**** Document extract ****
We propose to develop spatial statistical models for measures of biotic integrity on the streams and rivers that capture the spatial variation in the measures. These models will be used to estimate the biotic integrity through the riverine system based on the information from multiple sources and scales. We will also quantify the uncertainty in the estimates and develop methods to visualize the resulting estimates and uncertainties.

We hope that the project will be used as a case-study of how state--of--the--art statistical methodology can be used to leverage the information in existing monitoring surveys.

The United States Mid-Atlantic Region

The study area is the Mid-Atlantic region of the eastern United States and its watersheds. This region is defined by the EPA to be the land and near coastal area that includes all of EPA Region III and parts of Regions II and IV. An elevation map of this region is given in Figure 1. The region extends from southern New York into northeastern North Carolina. The region includes EPA Region III (i.e., Pennsylvania, West Virginia, Maryland, Delaware, and Virginia); the Susquehanna and Allegheny River basins, which extend into New York; the Delaware River basin, which extends into New Jersey; and the Chowan-Roanoke and Neuse-Pamlico basins, which extend into North Carolina. The Mid-Atlantic region encompasses the area from the Mid-Appalachian highlands to the estuaries.

This region was chosen for a number of scientific and practical regions. The Mid-Atlantic region has been extensively studied by the EPA and other scientific groups. The region is one of the most data-rich areas in the country, in part because of its dense population and proximity to Washington, D.C.
****
Set tasks.
A. Count the lines in the entries below that contain the string "blurred", treating uppercase and lowercase as distinct. Provide the number alone.
B. Continue the passage above on modeling stream biotic integrity in the Mid-Atlantic region, starting after its final sentence.
**** Input for this task ****
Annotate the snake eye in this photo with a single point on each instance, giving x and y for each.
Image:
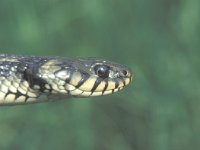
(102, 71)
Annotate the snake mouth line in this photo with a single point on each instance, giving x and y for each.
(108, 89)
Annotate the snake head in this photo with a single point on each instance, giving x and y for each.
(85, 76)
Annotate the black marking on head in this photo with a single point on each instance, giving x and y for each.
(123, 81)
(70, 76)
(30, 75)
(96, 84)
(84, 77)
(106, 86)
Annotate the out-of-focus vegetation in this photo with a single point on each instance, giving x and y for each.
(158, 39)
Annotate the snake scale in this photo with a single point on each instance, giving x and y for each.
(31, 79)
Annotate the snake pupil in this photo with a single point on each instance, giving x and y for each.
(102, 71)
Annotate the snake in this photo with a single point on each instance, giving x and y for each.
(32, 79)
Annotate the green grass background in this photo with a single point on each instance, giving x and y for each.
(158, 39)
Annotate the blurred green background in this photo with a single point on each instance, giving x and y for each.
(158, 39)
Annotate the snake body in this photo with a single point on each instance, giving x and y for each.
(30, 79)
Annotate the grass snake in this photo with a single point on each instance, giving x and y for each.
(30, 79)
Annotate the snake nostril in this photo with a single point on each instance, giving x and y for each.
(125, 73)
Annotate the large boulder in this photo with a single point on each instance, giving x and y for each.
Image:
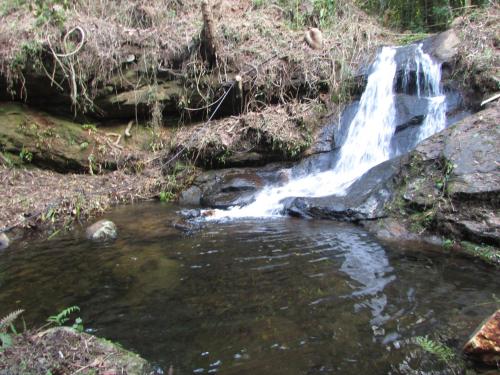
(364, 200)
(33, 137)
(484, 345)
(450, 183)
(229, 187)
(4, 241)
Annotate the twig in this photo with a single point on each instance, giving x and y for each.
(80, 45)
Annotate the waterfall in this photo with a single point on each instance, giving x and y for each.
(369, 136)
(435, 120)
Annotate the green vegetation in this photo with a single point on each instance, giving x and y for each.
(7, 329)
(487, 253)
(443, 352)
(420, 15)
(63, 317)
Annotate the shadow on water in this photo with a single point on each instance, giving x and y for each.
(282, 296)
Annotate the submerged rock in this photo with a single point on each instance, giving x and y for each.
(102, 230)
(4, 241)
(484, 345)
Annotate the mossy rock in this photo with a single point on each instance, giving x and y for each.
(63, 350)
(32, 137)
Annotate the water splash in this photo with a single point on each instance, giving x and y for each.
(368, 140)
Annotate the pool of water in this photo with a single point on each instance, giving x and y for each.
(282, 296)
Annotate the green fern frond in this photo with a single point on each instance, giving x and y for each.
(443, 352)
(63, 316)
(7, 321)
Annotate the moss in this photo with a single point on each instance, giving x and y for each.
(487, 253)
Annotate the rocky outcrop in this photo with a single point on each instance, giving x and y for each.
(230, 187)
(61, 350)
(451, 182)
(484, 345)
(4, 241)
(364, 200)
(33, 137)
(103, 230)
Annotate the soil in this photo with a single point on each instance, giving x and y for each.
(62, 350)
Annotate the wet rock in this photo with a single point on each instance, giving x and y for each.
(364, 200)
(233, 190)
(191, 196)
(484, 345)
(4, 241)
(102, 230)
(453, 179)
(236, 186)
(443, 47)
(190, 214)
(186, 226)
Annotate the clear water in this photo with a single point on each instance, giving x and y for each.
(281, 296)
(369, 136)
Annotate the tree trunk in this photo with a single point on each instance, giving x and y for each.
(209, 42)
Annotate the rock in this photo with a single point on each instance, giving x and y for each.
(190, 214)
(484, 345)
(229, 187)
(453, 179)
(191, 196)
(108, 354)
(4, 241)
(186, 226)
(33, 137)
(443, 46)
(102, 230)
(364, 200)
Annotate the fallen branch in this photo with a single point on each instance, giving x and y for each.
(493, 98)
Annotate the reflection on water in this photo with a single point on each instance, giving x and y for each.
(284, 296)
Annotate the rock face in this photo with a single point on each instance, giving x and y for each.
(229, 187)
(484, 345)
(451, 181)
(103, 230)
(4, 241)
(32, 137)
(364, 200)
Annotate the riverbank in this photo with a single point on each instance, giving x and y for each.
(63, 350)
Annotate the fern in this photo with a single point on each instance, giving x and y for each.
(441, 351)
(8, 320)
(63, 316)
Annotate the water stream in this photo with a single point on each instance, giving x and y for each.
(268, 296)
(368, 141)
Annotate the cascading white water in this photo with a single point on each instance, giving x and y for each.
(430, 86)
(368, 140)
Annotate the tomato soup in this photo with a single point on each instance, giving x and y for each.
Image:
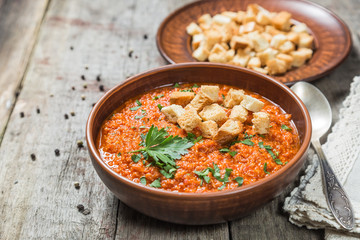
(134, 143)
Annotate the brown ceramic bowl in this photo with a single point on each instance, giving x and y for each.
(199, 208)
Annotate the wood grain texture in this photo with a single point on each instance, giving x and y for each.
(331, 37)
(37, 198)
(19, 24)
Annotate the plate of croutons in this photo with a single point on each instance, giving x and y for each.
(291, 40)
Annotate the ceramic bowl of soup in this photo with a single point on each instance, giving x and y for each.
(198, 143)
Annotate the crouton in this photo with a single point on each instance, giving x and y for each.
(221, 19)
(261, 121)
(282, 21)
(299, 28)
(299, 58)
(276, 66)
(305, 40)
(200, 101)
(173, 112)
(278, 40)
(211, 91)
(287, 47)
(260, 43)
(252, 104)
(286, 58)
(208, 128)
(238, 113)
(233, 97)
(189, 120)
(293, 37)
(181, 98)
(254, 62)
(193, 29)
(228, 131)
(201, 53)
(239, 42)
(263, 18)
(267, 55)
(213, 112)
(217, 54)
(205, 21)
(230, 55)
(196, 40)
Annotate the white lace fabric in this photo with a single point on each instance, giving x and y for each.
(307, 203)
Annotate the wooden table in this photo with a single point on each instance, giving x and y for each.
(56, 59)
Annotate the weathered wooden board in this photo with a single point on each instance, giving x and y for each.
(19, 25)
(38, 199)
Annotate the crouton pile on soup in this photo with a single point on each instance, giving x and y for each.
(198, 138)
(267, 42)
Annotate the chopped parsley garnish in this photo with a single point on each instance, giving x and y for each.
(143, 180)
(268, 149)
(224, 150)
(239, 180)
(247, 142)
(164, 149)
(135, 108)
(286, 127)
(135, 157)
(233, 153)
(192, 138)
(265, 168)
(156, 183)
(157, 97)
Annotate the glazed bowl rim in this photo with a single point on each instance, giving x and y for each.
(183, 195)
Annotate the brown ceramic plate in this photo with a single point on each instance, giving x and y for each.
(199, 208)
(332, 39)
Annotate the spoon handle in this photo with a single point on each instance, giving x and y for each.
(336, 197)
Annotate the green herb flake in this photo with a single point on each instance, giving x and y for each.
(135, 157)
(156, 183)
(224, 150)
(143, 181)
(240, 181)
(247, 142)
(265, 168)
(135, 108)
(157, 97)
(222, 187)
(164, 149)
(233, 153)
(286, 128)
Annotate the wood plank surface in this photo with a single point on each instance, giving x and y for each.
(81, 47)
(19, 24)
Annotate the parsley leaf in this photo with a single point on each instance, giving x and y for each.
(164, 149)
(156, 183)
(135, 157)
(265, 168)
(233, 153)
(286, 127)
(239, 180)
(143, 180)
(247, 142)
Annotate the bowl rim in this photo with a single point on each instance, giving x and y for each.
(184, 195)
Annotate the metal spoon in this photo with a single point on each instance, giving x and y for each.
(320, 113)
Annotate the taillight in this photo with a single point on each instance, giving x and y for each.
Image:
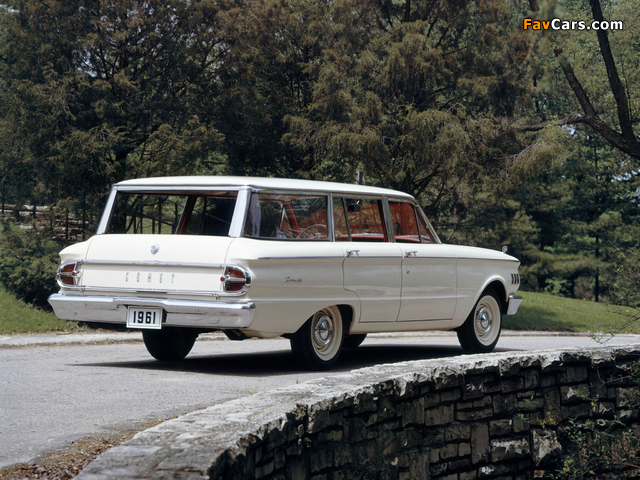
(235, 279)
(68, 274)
****
**** Input for this task ****
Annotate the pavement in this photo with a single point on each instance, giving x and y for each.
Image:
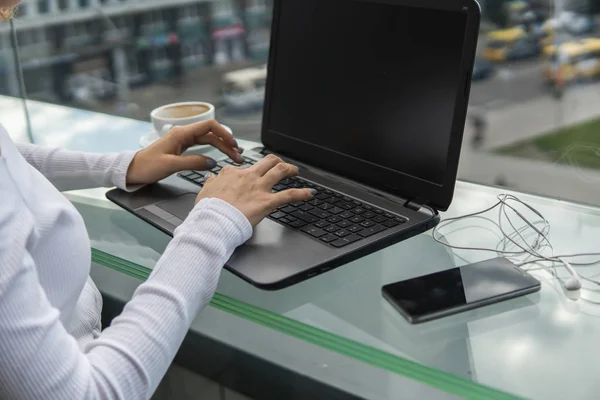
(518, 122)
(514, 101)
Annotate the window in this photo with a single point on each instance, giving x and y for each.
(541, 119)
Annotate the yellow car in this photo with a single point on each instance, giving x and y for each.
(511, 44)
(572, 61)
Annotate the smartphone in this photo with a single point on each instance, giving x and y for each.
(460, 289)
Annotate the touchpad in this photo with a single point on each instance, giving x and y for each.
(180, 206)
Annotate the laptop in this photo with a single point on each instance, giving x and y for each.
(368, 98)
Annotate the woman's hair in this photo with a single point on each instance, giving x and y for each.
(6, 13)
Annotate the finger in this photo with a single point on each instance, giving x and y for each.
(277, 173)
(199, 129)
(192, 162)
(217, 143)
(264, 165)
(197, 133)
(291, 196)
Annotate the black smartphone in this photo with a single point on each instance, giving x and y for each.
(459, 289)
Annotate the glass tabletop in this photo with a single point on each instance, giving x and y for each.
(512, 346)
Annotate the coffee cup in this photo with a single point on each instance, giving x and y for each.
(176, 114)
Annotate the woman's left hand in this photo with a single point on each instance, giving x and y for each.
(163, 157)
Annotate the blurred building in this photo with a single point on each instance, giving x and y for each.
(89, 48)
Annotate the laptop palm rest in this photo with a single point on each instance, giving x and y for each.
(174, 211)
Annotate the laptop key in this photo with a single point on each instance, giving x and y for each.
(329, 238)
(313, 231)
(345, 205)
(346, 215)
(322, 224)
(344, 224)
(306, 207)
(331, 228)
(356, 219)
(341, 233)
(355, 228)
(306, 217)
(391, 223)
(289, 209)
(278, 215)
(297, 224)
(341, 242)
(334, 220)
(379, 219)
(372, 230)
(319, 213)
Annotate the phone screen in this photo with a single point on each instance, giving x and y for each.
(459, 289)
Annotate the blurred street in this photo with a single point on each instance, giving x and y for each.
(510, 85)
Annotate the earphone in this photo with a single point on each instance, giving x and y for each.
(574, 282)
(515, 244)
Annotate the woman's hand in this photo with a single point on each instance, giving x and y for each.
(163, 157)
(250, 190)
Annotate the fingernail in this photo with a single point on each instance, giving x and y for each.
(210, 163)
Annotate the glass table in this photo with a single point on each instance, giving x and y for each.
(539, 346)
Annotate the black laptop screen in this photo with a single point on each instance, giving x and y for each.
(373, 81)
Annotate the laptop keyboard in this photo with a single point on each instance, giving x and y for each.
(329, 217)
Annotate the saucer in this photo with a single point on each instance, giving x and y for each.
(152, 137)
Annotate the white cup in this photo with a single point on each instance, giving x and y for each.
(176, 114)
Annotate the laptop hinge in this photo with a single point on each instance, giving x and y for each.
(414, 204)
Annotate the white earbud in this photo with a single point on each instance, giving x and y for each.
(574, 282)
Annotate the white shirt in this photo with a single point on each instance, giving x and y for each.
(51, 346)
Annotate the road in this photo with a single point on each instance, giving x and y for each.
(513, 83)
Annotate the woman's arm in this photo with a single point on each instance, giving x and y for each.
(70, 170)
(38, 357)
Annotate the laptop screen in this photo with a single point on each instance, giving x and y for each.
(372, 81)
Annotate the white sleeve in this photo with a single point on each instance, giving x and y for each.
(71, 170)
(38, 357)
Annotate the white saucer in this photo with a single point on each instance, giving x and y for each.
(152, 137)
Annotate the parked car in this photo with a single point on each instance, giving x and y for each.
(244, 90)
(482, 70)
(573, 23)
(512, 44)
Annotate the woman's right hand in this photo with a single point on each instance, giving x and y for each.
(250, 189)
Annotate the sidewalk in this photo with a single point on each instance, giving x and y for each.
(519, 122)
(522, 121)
****
Expected results.
A. 3

B.
Figure 2 represents the hydrography of the region, that is, the major rivers, streams and watersheds. The watersheds are represented by the (8-digit) hydrological units within the region. The information is based on the reach file (survey d). Figure 3 provides an overview of the land cover and land use type. The information is based on the Landsat Thematic Mapper data (survey c).

The project is to be a case-study for the combination of information from multiple sources. The accessibility of the case-study will be improved by basing it on readily available, compatible and mature data sets. Most of the data are available in formats readily adapted to standard GIS and statistical analysis packages (e.g., ARC/Info, SAS and S-PLUS).

The project will use as its foundation the work of the following four interrelated initiatives:

  1. The EPA/ORD Mid-Atlantic Integrated Assessment (MAIA)
    This multi-year project undertakes a ecosystem-based evaluation of the Mid-Atlantic region and its watersheds. A major objective is to produce a "State-of-the-Region" report that addresses strategic environmental management needs.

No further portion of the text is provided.